◆ SET TASK 1
Shorten the paragraph in the post on 1 Timothy 2 that begins "At 19, I had a crisis of feminist belief," and keep its main facts.
◆ ◆ ◆ ◆
“I do not permit a woman to teach or to exercise authority over a man; rather, she is to remain quiet. For Adam was formed first, then Eve; and Adam was not deceived, but the woman was deceived and became a transgressor.” 1 Timothy 2:12-14
My inner feminist cringes at that passage.
I am a Christian, saved by the blood of Jesus Christ at age 9, and yet this passage still makes me flinch. I admit, I have a tiny little feminist voice inside me, demanding to be heard; I like to call her “Wilhelmina.” You have one too. Every American female born after 1970 has one. We were indoctrinated with the feminist agenda from birth. We grew up in a world saturated by feminist ideals. Our childhood dreams and ideals were shaped by feminism, influencing us to grow up demanding our rights, asserting our independence and screaming “girl power”. Does this passage bother you?…. that would be the feminist agenda speaking.
My inner feminist demanded to be heard at a very young age.
At age of 10, I knew in my heart that girls were just as good as boys. I knew that Jesus loved ALL the little children. So every time my brothers and their friends taunted me with insults, well, I took care of matters and whopped them a good one.
By the age of 12, I had taken a very vocal stance against jokes and taunts that put down women. I was openly rude, to the point of ruining my witness as a believer to claim my rights as a woman.
At 17, I was struggling with the concept of becoming a godly woman and all that entailed. The idea of submission rankled. The idea that I was not good enough to lead, but only to be a helper, had me spitting nails in fury. Yet I still loved God and desired to serve Him. So how did I plan to avoid the icky passages in the Bible?…. just not get married.
At 19, I had a crisis of feminist belief. My inner feminist was telling me one thing, while the Bible clearly said another. Who was I to trust? It took a lot of soul searching, but when push came to shove, God won out over “Wilhelmina.” After all, Jesus died an agonizing death on the cross so that I could live free of sin. What had the feminist agenda ever sacrificed for me? Jesus loved me. The feminist agenda used me.
At 23, I entered seminary, confident that my Lord loved me and had a good reason for denying me positions of authority and teaching men. I didn’t understand God’s reason on the matter, but I trusted His goodness. Since then, I have learned how to really dig into Scripture and God’s magnificent plan for women is made clear through this passage! “I do not permit a woman to teach or to exercise authority over a man; rather, she is to remain quiet. For Adam was formed first, then Eve; and Adam was not deceived, but the woman was deceived and became a transgressor.” 1 Timothy 2:12-14
What 1 Timothy 2:14 Does NOT Mean:
Misinterpretation #1: This passage is written to address a specific sin issue in Ephesus and is not a command for us today.
◆ ◆ ◆ ◆
◆ SET TASK 2
Convert every line of the records below into a Markdown table with the columns "Row" and "Entry", and leave out blank lines.

◆ DATA FOR THIS EXERCISE
◆ ◆ ◆ ◆
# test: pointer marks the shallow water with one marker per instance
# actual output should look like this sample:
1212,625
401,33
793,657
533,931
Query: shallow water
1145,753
◆ ◆ ◆ ◆
◆ TASK OUTPUT 1
At 19, I faced a crisis of feminist belief because my inner feminist and the Bible said different things. After much soul searching, God won out over "Wilhelmina." Jesus died on the cross so I could live free of sin, while the feminist agenda had sacrificed nothing for me. Jesus loved me, and the feminist agenda used me.

◆ TASK OUTPUT 2
| Row | Entry |
|---|---|
| 1 | # test: pointer marks the shallow water with one marker per instance |
| 2 | # actual output should look like this sample: |
| 3 | 1212,625 |
| 4 | 401,33 |
| 5 | 793,657 |
| 6 | 533,931 |
| 7 | Query: shallow water |
| 8 | 1145,753 |